Instructions to follow »
Among the entries below, count the lines that contain the word "brown". Write down only the total.

Source records:
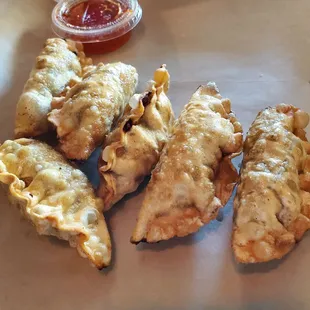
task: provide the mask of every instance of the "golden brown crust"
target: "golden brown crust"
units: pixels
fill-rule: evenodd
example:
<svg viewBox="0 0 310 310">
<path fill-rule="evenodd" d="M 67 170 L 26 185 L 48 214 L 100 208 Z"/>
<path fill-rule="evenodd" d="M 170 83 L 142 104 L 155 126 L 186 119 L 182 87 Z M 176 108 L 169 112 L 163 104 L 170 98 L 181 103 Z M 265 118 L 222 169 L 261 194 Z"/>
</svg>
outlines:
<svg viewBox="0 0 310 310">
<path fill-rule="evenodd" d="M 60 149 L 69 159 L 86 160 L 99 146 L 133 95 L 138 75 L 123 63 L 88 67 L 83 80 L 61 101 L 48 120 L 57 128 Z"/>
<path fill-rule="evenodd" d="M 132 98 L 135 106 L 128 105 L 119 126 L 105 140 L 99 158 L 98 191 L 105 210 L 135 191 L 159 159 L 174 120 L 166 96 L 169 80 L 164 65 L 156 70 L 152 85 L 144 94 Z"/>
<path fill-rule="evenodd" d="M 98 268 L 111 261 L 111 241 L 86 176 L 48 145 L 7 140 L 0 146 L 0 183 L 39 234 L 68 240 Z"/>
<path fill-rule="evenodd" d="M 281 104 L 260 112 L 249 130 L 234 201 L 239 262 L 279 259 L 309 229 L 308 122 L 307 113 Z"/>
<path fill-rule="evenodd" d="M 15 137 L 34 137 L 48 131 L 47 114 L 54 96 L 82 76 L 89 65 L 82 44 L 59 38 L 48 39 L 36 59 L 16 107 Z"/>
<path fill-rule="evenodd" d="M 216 217 L 237 181 L 241 131 L 216 85 L 199 87 L 152 172 L 131 242 L 185 236 Z"/>
</svg>

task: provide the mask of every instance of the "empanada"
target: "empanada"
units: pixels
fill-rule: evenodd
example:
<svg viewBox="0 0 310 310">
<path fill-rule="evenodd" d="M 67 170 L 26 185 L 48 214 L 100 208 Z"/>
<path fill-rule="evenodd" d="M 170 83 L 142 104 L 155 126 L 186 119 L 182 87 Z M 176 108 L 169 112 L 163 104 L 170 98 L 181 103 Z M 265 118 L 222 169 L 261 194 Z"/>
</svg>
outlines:
<svg viewBox="0 0 310 310">
<path fill-rule="evenodd" d="M 260 112 L 244 143 L 232 247 L 242 263 L 288 253 L 310 226 L 307 113 L 281 104 Z"/>
<path fill-rule="evenodd" d="M 226 204 L 238 178 L 231 158 L 242 128 L 215 83 L 200 86 L 172 128 L 152 172 L 131 242 L 197 231 Z"/>
<path fill-rule="evenodd" d="M 39 234 L 68 240 L 98 269 L 110 264 L 103 201 L 61 154 L 36 140 L 7 140 L 0 146 L 0 183 Z"/>
<path fill-rule="evenodd" d="M 99 196 L 105 210 L 135 191 L 156 165 L 174 120 L 166 96 L 169 82 L 163 65 L 155 71 L 149 89 L 132 98 L 135 106 L 128 105 L 119 126 L 107 137 L 99 159 Z"/>
<path fill-rule="evenodd" d="M 47 132 L 47 114 L 53 97 L 79 80 L 83 67 L 90 63 L 82 44 L 48 39 L 17 103 L 15 137 L 35 137 Z"/>
<path fill-rule="evenodd" d="M 67 92 L 62 108 L 53 110 L 48 118 L 57 128 L 67 158 L 85 160 L 103 142 L 122 116 L 137 81 L 134 67 L 101 63 Z"/>
</svg>

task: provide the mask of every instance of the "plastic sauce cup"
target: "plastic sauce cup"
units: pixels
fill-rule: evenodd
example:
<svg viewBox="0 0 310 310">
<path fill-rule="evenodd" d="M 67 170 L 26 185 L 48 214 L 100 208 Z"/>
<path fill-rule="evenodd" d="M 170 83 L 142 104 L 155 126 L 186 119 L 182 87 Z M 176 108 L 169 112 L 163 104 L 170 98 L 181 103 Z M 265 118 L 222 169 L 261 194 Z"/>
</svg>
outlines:
<svg viewBox="0 0 310 310">
<path fill-rule="evenodd" d="M 137 0 L 62 0 L 52 12 L 52 29 L 82 42 L 87 54 L 102 54 L 128 42 L 141 17 Z"/>
</svg>

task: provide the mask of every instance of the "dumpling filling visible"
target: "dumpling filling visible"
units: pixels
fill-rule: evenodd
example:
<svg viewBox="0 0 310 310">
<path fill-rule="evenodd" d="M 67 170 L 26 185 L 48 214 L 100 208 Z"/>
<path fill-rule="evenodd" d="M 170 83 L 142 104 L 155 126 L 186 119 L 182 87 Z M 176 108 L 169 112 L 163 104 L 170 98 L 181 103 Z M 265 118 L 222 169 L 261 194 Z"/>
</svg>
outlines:
<svg viewBox="0 0 310 310">
<path fill-rule="evenodd" d="M 174 120 L 166 96 L 169 82 L 165 66 L 156 70 L 150 88 L 142 95 L 134 95 L 134 106 L 127 106 L 119 126 L 107 137 L 99 159 L 99 195 L 105 210 L 135 191 L 156 165 Z"/>
</svg>

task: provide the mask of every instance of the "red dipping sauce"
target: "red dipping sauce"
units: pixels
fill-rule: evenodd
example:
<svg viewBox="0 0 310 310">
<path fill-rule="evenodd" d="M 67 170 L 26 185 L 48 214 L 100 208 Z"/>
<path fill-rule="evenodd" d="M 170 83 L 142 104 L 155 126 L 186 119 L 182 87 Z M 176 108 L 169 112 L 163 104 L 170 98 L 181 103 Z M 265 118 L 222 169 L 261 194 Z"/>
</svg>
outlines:
<svg viewBox="0 0 310 310">
<path fill-rule="evenodd" d="M 77 3 L 63 12 L 63 20 L 72 26 L 102 27 L 126 13 L 128 5 L 113 0 L 88 0 Z"/>
<path fill-rule="evenodd" d="M 53 10 L 53 30 L 84 43 L 88 54 L 106 53 L 130 39 L 141 16 L 137 0 L 67 0 Z"/>
</svg>

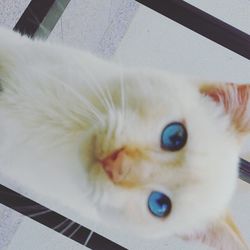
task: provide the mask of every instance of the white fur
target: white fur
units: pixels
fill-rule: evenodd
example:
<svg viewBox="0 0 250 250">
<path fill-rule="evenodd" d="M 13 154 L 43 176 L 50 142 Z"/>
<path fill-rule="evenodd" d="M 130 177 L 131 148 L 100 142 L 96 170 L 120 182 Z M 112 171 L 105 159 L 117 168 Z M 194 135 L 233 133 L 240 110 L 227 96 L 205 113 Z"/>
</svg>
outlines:
<svg viewBox="0 0 250 250">
<path fill-rule="evenodd" d="M 83 216 L 94 211 L 99 220 L 140 235 L 185 234 L 223 213 L 235 189 L 240 146 L 228 117 L 196 84 L 4 29 L 0 36 L 3 175 L 37 197 Z M 182 120 L 185 148 L 161 150 L 162 129 Z M 124 145 L 148 155 L 134 166 L 143 176 L 134 188 L 114 185 L 96 162 Z M 180 164 L 169 164 L 178 158 Z M 172 199 L 165 219 L 147 209 L 152 190 Z"/>
</svg>

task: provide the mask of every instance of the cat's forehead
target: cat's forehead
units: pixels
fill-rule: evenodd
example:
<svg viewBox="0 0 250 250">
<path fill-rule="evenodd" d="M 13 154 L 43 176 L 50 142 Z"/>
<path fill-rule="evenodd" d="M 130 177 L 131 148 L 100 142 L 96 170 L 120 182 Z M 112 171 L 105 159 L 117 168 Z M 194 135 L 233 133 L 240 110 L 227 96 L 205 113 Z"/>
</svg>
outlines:
<svg viewBox="0 0 250 250">
<path fill-rule="evenodd" d="M 165 71 L 138 70 L 128 72 L 127 85 L 150 97 L 165 100 L 185 99 L 184 96 L 193 96 L 198 93 L 194 82 L 187 78 L 169 74 Z M 138 93 L 135 91 L 135 93 Z"/>
<path fill-rule="evenodd" d="M 126 85 L 132 104 L 148 115 L 178 117 L 196 107 L 200 100 L 198 88 L 191 80 L 164 71 L 130 72 Z"/>
</svg>

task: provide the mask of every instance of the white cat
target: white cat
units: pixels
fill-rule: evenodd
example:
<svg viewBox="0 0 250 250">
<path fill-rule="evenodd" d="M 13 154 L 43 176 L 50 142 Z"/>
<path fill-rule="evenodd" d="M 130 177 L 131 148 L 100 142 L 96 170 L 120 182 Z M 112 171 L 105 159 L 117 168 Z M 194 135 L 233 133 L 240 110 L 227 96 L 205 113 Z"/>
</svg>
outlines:
<svg viewBox="0 0 250 250">
<path fill-rule="evenodd" d="M 248 85 L 0 37 L 3 175 L 139 235 L 247 249 L 226 209 L 250 129 Z"/>
</svg>

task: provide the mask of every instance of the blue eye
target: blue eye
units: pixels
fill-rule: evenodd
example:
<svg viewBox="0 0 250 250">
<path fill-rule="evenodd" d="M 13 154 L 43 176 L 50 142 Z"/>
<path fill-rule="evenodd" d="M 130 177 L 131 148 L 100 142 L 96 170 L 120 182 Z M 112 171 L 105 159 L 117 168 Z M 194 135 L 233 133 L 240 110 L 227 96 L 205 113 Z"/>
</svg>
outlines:
<svg viewBox="0 0 250 250">
<path fill-rule="evenodd" d="M 168 124 L 161 133 L 161 148 L 169 151 L 177 151 L 187 142 L 187 130 L 182 123 Z"/>
<path fill-rule="evenodd" d="M 153 191 L 148 198 L 148 209 L 156 217 L 166 217 L 171 211 L 171 201 L 163 193 Z"/>
</svg>

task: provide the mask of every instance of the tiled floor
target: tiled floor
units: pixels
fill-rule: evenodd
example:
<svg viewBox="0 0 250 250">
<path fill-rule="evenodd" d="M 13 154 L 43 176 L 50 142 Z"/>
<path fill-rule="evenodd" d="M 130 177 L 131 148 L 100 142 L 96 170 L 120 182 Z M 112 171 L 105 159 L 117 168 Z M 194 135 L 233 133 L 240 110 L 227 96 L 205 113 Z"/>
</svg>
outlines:
<svg viewBox="0 0 250 250">
<path fill-rule="evenodd" d="M 133 0 L 72 0 L 49 40 L 110 57 L 125 35 L 138 6 Z"/>
<path fill-rule="evenodd" d="M 116 55 L 124 64 L 163 68 L 204 79 L 229 82 L 250 79 L 247 59 L 143 6 Z"/>
<path fill-rule="evenodd" d="M 250 32 L 249 0 L 187 2 Z M 13 27 L 28 3 L 27 0 L 1 0 L 0 25 Z M 123 64 L 163 68 L 214 80 L 246 82 L 250 79 L 249 61 L 133 0 L 72 0 L 49 40 L 84 48 Z M 249 204 L 250 185 L 239 181 L 232 210 L 248 242 Z M 70 214 L 70 211 L 65 213 Z M 84 249 L 2 206 L 0 224 L 0 249 Z M 208 249 L 198 243 L 186 244 L 176 238 L 141 241 L 91 225 L 89 221 L 85 225 L 132 250 Z"/>
<path fill-rule="evenodd" d="M 7 249 L 87 250 L 88 248 L 24 217 Z"/>
<path fill-rule="evenodd" d="M 1 0 L 0 25 L 13 28 L 31 0 Z"/>
<path fill-rule="evenodd" d="M 250 33 L 249 0 L 186 0 L 186 2 L 206 11 L 220 20 L 246 32 Z"/>
</svg>

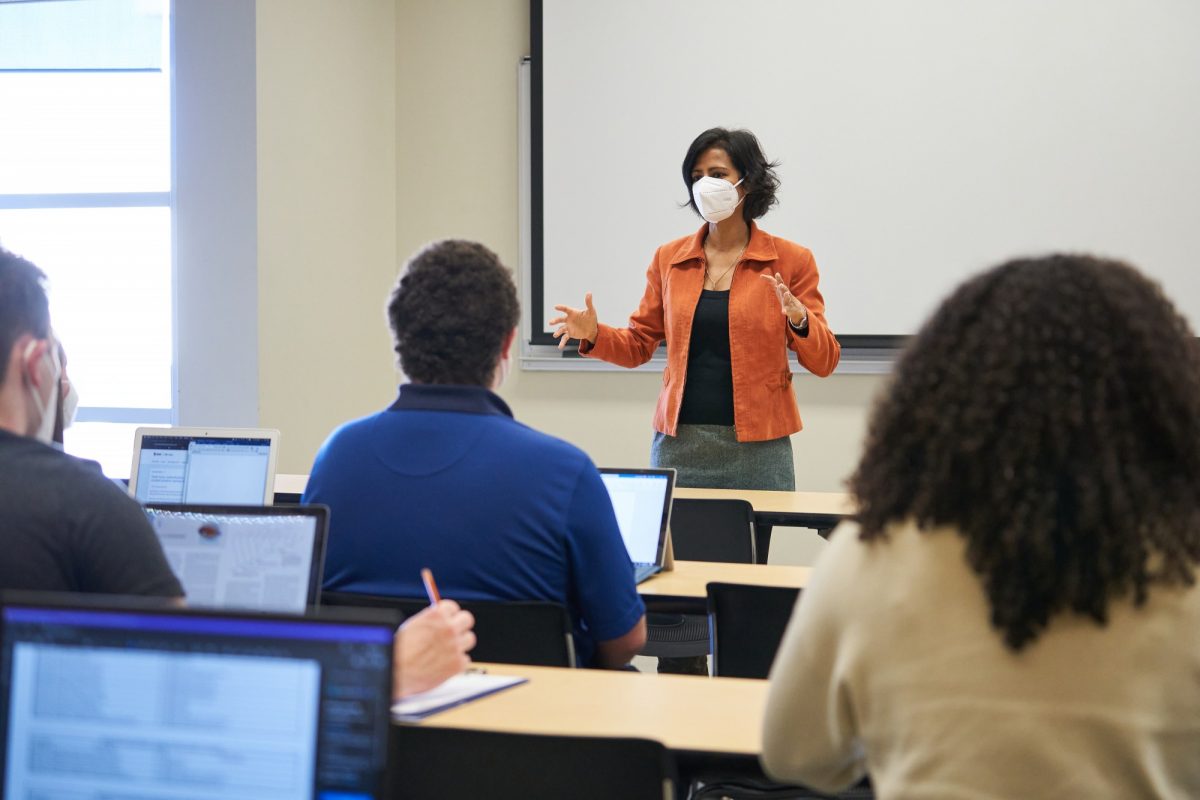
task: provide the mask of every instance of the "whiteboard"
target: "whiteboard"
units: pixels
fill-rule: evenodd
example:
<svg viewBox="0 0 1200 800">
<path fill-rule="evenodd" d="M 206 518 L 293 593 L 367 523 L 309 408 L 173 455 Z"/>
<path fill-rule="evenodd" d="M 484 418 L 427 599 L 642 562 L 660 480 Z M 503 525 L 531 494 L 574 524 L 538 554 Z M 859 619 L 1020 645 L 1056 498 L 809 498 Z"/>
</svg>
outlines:
<svg viewBox="0 0 1200 800">
<path fill-rule="evenodd" d="M 912 334 L 965 277 L 1053 250 L 1127 259 L 1200 320 L 1195 0 L 531 8 L 535 342 L 588 291 L 624 324 L 655 248 L 699 227 L 681 165 L 714 125 L 781 162 L 760 225 L 813 251 L 839 336 Z"/>
</svg>

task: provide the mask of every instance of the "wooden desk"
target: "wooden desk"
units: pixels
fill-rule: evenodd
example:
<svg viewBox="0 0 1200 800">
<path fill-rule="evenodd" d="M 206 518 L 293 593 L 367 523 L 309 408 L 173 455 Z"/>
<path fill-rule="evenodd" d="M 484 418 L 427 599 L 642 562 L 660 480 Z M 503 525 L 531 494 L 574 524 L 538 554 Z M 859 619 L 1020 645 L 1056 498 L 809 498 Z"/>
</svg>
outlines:
<svg viewBox="0 0 1200 800">
<path fill-rule="evenodd" d="M 767 682 L 487 664 L 529 682 L 418 723 L 444 728 L 635 736 L 676 752 L 757 758 Z"/>
<path fill-rule="evenodd" d="M 308 485 L 307 475 L 276 475 L 275 476 L 275 502 L 296 503 L 300 501 L 300 495 L 304 494 L 304 487 Z M 278 495 L 285 495 L 283 498 Z"/>
<path fill-rule="evenodd" d="M 676 561 L 675 569 L 660 572 L 638 584 L 647 599 L 704 600 L 709 583 L 748 583 L 752 586 L 785 586 L 803 589 L 809 567 L 782 564 L 723 564 L 708 561 Z M 703 612 L 701 612 L 703 613 Z"/>
<path fill-rule="evenodd" d="M 676 488 L 675 497 L 696 500 L 748 500 L 759 525 L 783 525 L 827 531 L 854 513 L 844 492 L 765 492 L 749 489 Z"/>
<path fill-rule="evenodd" d="M 304 494 L 307 475 L 276 475 L 279 502 L 295 502 Z M 827 531 L 854 513 L 850 495 L 843 492 L 762 492 L 742 489 L 675 489 L 675 497 L 750 501 L 759 525 L 783 525 Z"/>
</svg>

Output below »
2